--- Exercise objective ---
Output all lines exactly, with nothing added or dropped.
★ ★ ★ ★ ★ ★ ★
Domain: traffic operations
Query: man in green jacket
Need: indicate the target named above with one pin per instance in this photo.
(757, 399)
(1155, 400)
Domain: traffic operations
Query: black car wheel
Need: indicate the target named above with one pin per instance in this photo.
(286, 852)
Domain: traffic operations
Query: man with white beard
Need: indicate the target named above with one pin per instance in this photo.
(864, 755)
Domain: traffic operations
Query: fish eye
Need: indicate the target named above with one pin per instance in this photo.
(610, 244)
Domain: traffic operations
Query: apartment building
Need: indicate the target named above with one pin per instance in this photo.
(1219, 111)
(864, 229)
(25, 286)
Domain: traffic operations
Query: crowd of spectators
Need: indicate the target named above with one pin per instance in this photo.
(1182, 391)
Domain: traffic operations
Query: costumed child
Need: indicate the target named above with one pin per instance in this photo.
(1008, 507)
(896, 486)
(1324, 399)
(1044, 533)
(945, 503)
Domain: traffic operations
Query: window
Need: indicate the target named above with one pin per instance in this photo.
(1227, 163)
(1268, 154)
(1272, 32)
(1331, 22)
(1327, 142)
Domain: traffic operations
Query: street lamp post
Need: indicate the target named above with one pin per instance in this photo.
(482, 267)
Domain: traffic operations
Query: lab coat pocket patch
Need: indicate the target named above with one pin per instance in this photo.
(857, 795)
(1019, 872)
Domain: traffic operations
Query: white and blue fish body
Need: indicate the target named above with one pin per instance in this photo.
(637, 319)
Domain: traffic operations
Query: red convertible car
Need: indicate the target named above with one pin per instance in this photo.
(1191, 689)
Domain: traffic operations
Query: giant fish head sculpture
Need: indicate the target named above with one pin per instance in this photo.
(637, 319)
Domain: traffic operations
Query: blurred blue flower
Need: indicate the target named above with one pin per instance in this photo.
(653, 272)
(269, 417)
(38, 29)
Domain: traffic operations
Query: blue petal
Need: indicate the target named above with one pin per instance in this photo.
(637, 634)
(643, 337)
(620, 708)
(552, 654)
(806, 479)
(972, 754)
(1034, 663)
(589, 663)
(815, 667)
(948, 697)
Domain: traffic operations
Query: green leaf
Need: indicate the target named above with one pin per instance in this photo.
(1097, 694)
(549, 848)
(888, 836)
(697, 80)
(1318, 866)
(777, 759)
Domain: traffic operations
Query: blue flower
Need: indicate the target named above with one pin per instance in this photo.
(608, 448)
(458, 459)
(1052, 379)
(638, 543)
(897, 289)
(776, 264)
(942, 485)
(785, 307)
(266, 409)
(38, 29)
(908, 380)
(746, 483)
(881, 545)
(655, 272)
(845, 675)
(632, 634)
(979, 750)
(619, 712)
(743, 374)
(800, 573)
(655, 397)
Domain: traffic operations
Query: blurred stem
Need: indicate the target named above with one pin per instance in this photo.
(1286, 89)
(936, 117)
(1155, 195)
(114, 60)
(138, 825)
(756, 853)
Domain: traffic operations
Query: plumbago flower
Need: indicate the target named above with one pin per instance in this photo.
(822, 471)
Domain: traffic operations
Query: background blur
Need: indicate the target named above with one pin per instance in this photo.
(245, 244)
★ ★ ★ ★ ★ ★ ★
--- Exercise result ---
Domain: traffic operations
Query: man in green jacket
Need: indicate the target named above with one pin per instance in this photo.
(757, 399)
(1155, 400)
Domain: traffic operations
Query: black car wheel
Need: indicate the target named above with one pin per instance in this photo.
(286, 852)
Domain: traffic operations
Query: man with white beard
Need: indicate the target named above with one pin per instance in this photo.
(864, 755)
Domain: traffic operations
Query: fish eye
Need: indicate the target named above with one pin per instance in this photo.
(610, 244)
Domain: traffic operations
Query: apartment building
Need: indicate the target named above with one pin per instance in this photo.
(1219, 111)
(864, 229)
(25, 286)
Domain: traffic operations
Query: crowd of spectators
Need: indicate the target named above with one pin per instance in this photo.
(1182, 391)
Domain: traffic operations
Query: costumed child
Need: indicate the target named above with one pin per instance in this photo.
(1008, 507)
(896, 486)
(1324, 399)
(1044, 533)
(945, 503)
Domain: traffic operations
Query: window
Need: indicate the target named above with one pin per instance in this photo.
(1227, 163)
(1268, 154)
(1272, 32)
(1331, 22)
(1327, 142)
Domain: traffic operations
Query: street lamp post
Need: indicate the target named above with one pin per instance in this photo.
(482, 267)
Domain: traffic operations
Query: lab coat pocket patch
Need: indicate the target named above with one pin per instance in this photo.
(857, 795)
(1019, 872)
Domain: traffic operations
Query: white and blue fish body
Need: indicate the target named above with one pin per instance in this photo.
(637, 319)
Domain: traffic operations
Query: red convertible car
Need: indicate the target named above with one pin per instance in this photo.
(1191, 689)
Domain: traffic operations
Query: giant fish head sculpture
Need: indicate the target named above with one pin per instance in this photo.
(637, 319)
Domain: traffic operations
Query: blurred blue flower
Need: indicate the target named above with one pin per instance in this photo.
(653, 272)
(269, 417)
(38, 29)
Domain: traffic operations
Query: blue petal
Need: indicate the target named above with one pin per instance in this photo.
(637, 634)
(643, 337)
(620, 708)
(552, 654)
(806, 479)
(972, 754)
(1034, 663)
(589, 663)
(815, 667)
(948, 697)
Domain: traffic operations
Query: green leaf
Need: indicate the target named above with one pin per instance in this photo.
(1097, 694)
(549, 848)
(888, 836)
(697, 80)
(1318, 866)
(777, 759)
Domain: traffic operations
Query: blue flower
Need: indicate the target named above with one pin per instance in this photo.
(608, 448)
(458, 459)
(1052, 379)
(638, 543)
(897, 289)
(776, 264)
(942, 485)
(785, 307)
(266, 409)
(38, 29)
(908, 380)
(746, 483)
(881, 545)
(655, 272)
(845, 675)
(632, 634)
(979, 750)
(619, 712)
(743, 374)
(800, 573)
(655, 397)
Domain: traffic operations
Query: blurred stem
Need: indicate the target named above with one pin per instance in this photo.
(1286, 89)
(936, 117)
(1155, 195)
(114, 60)
(138, 825)
(756, 853)
Domain: traffic operations
Query: plumbago flower
Need: indicate the target named above with one pin per instance in this photo.
(822, 471)
Domain: traffic operations
Query: background blur
Need: indicate the target named above with one pin per instance in this photo.
(245, 244)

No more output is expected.